» Text to read:
BEGIN
At 100% fidelity, every company draws from its scored tier (full backtest rates). At 80% (default, calibrated to walk-forward AUC = 0.792 at first funding), each company has a 20% chance of drawing from the base pool instead — modeling the probability that the scoring model mis-ranked it. At 50%, tier assignment is essentially random and returns converge to an unscored portfolio.
| Fidelity | Interpretation | Effective T1 $100M+ Rate |
|---|---|---|
| 100% | Perfect classifier (full backtest) | 62.5% |
| 80% (default) | Calibrated to AUC at first funding | 55.8% |
| 50% | Random classification (no signal) | 45.7% |
| Parameter | Value | Notes | Source |
|---|---|---|---|
| Entry stage | Seed | Post-money: $5M–$25M (adjustable, default $13M) | Adjustable |
| Per-round dilution | 20% | Each round after entry (adjustable, 15%–30%) | Industry |
| Avg rounds: unicorns | 4.7 | From actual company data | Database n=20 |
| Follow-on (T1) | Super pro rata | Offsets 2 dilution rounds | Industry |
| Follow-on (T2) | Pro rata | Offsets 1 dilution round | Industry |
| Parameter | Value | Notes | Source |
|---|---|---|---|
| Management fee | 2% | × fund size × 10yr life (modeled as 20% upfront) | Industry |
| Carry | 20% | Of profits above 1× return of capital | Industry |
Data & Methodology
Scoring System, Evaluation Framework & Results
Executive Summary
Science-fair competitions (ISEF, STS) select for a rare combination of technical depth, independent research ability, and competitive drive — traits that compound in venture-backed founders. Science Fair Fund uses a proprietary ML scoring system to rank these alumni at each investment stage, enabling three portfolio construction decisions: prioritizing sourcing, sizing initial checks, and concentrating follow-on capital.
The scoring system’s edge is early identification: at founding — before any institutional capital — the top tier produces $100M+ outcomes at 2.56× the baseline rate. Signal strengthens through funding and Series A as information accumulates, enabling disciplined capital allocation at every stage.
END
» Data rows:
BEGIN
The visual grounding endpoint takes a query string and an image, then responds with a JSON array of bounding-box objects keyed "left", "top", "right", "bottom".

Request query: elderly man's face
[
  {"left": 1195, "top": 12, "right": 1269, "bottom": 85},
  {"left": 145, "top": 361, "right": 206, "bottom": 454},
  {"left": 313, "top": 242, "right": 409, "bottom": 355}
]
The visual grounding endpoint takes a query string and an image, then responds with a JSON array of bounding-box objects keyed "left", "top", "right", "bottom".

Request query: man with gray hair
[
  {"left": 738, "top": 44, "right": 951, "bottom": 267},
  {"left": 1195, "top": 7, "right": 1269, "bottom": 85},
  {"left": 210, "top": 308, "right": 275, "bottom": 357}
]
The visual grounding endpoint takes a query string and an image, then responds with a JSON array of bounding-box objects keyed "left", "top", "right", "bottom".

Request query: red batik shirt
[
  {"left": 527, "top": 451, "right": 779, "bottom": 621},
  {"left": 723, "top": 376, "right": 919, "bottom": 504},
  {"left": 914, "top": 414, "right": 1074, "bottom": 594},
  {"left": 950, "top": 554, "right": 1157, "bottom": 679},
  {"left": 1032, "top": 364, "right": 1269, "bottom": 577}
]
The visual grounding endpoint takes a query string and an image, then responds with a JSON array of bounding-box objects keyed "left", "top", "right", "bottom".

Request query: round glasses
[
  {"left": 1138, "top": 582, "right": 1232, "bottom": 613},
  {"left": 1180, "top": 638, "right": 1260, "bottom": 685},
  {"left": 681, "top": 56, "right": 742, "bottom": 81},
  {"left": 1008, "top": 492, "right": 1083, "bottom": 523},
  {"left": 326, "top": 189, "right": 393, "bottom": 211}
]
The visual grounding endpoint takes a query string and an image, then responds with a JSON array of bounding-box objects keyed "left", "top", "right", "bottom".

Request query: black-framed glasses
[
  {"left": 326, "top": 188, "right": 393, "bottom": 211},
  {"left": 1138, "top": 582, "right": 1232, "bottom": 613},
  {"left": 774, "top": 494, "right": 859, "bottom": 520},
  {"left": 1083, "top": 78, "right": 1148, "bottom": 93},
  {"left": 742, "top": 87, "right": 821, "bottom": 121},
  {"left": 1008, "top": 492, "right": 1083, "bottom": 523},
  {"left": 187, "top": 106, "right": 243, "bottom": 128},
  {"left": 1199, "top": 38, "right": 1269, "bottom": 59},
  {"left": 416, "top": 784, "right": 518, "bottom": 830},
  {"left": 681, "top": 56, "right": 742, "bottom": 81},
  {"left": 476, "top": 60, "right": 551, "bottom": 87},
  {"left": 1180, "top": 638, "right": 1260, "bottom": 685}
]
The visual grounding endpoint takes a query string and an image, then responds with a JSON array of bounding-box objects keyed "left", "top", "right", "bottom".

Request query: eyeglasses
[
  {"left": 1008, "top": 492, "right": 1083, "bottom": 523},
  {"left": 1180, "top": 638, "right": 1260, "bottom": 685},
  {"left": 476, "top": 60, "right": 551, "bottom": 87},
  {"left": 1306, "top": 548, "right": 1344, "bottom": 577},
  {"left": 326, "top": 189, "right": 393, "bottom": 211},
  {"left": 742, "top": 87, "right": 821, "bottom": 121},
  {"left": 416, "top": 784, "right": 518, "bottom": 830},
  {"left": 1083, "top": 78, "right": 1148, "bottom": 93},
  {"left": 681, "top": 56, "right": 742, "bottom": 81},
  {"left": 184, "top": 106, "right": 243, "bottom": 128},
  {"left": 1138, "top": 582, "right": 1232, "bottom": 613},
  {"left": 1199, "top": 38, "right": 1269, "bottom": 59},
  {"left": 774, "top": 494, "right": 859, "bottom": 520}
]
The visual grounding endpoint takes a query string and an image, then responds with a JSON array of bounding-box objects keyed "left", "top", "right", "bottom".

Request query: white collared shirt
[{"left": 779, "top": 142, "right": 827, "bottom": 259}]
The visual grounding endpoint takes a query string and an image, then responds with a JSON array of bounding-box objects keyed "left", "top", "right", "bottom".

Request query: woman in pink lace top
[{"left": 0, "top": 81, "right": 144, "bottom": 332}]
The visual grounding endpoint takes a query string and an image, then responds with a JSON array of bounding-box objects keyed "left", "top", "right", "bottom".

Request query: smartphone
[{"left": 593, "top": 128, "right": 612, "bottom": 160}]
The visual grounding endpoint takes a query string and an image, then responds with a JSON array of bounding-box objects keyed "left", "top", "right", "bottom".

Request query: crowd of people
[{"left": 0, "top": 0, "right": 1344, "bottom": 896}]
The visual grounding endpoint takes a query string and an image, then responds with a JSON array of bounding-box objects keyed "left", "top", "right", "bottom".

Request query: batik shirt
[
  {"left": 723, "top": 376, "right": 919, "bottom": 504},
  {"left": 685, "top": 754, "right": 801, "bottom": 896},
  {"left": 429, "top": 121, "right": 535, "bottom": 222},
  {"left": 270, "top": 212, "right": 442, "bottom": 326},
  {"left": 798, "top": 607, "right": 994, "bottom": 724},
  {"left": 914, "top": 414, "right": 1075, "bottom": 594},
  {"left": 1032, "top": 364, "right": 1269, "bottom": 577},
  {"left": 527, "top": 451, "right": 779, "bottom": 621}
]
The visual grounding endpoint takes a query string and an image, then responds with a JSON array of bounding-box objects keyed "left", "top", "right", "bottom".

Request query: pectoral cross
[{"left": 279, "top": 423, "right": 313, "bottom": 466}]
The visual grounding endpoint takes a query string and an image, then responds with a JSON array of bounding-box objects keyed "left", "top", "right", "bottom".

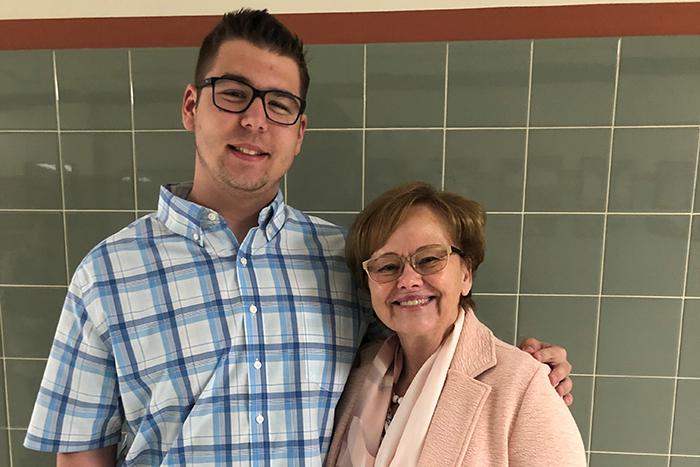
END
» Exercise 1: Tally the lines in the records above that contain the string "Request", treating case as significant, and give only the number.
» Exercise 2: Extend the passage on the Science Fair Fund scoring system above, picking up after its last sentence.

» Answer 1: 12

» Answer 2:
- Primary metric: $500M+ outcomes (stable sample, directly relevant to fund returns). $100M+ and $1B+ shown for context.
- Two evaluation frameworks: Selection Advantage (tier separation within each stage) and Model Validation (walk-forward CV + time-gated backtests).
- At Series A: Tier 1 concentrates 50% $500M+ hit rate (1.80× lift).
Data Universe
Reference cohort = VC-investable alumni-linked companies founded 2006–2020, with outcomes observed through early 2026. Every company has at least five years of maturity.
| Metric | Full Cohort | Funded ≥$500K | Series A+ |
|---|---|---|---|
| Alumni-linked companies | 240 | 148 | 105 |
| $100M+ outcomes | 38 (15.8%) | 37 (25.0%) | 37 (35.2%) |
| $500M+ outcomes | 25 (10.4%) | 25 (16.9%) | 25 (23.8%) |
| $1B+ outcomes | 21 (8.8%) | 21 (14.2%) | 21 (20.0%) |
172 of 240 companies (71.7%) are US/Canada-headquartered, consistent with the fund’s North American deployment focus.
Scoring Methodology
The fund operates two complementary evaluation systems, each answering a different question about alumni founders.
Ranking Model (V4 Ensemble). Each company receives a stage-specific score based on its highest-scoring founder. The score is a within-cohort rank — not a calibrated probability — designed to sort companies relative to peers at each decision point. It answers: who should we prioritize?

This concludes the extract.